Written problem - Show every line in the material below that contains the word "sitting", and copy each of those lines in full.

Records supplied -

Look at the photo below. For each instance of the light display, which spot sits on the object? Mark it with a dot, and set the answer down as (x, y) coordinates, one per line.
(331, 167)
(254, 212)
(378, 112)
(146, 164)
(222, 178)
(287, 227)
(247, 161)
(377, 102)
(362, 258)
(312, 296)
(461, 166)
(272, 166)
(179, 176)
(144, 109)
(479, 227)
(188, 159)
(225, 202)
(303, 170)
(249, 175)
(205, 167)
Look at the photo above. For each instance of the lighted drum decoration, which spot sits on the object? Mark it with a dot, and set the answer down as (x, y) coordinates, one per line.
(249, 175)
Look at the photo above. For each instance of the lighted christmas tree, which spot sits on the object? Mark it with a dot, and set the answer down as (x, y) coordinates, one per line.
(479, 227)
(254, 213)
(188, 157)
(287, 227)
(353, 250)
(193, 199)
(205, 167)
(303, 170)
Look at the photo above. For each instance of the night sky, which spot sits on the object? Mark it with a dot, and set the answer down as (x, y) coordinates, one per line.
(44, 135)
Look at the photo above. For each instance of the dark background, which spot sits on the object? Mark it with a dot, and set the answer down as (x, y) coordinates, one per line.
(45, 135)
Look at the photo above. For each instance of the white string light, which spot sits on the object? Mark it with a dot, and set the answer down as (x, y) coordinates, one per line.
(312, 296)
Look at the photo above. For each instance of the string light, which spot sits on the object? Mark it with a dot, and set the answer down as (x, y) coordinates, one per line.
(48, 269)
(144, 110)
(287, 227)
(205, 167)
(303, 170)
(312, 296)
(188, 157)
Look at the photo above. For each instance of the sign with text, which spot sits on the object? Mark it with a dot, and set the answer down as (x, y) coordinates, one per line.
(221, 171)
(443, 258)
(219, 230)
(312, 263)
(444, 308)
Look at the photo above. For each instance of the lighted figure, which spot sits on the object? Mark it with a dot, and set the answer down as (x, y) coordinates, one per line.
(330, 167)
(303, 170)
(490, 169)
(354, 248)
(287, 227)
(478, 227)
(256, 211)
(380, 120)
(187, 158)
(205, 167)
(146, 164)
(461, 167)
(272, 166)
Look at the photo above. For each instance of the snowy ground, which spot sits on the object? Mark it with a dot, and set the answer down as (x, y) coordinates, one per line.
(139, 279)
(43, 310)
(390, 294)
==
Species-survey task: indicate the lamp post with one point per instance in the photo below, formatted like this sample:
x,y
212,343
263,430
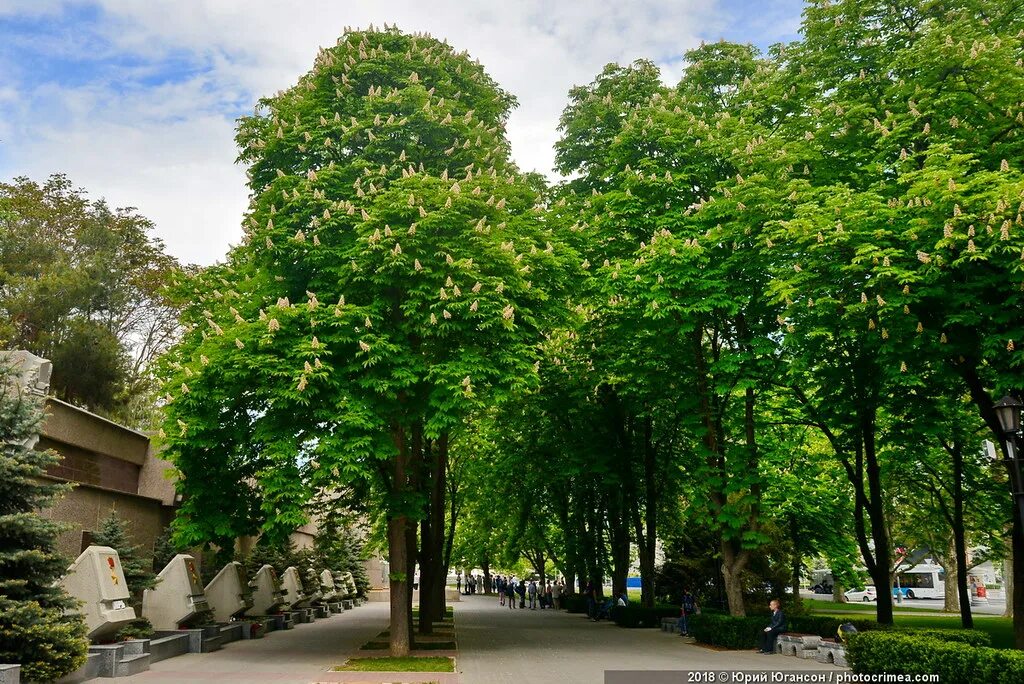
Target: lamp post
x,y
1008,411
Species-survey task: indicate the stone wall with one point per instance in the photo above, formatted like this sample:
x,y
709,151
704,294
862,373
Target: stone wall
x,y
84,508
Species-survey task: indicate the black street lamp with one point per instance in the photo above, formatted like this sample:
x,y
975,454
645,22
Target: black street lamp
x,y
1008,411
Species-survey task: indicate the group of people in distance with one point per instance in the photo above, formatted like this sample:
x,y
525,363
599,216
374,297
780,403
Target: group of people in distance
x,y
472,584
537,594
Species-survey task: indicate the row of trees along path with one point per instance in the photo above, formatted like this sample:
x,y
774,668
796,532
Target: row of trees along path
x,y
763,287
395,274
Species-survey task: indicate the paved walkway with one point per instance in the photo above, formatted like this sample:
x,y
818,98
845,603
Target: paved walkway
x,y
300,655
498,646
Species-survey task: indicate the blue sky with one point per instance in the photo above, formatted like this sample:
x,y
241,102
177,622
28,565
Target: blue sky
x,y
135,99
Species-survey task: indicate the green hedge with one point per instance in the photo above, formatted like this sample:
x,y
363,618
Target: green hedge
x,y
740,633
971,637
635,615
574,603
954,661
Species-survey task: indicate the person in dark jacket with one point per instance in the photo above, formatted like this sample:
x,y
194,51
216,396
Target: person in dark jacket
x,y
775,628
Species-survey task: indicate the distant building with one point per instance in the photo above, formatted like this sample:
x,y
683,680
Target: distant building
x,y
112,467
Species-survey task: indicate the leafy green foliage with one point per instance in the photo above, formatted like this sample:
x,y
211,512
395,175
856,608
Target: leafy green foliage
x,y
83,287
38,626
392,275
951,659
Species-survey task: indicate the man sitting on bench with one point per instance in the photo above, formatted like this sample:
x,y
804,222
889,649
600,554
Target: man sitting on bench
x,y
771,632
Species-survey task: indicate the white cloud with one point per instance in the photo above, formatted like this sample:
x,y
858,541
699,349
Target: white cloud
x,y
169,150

Reply -
Species-survey task: indicate the man sitting on bench with one point per instance in the photo above, formatted like this sample:
Target: man sitting on bench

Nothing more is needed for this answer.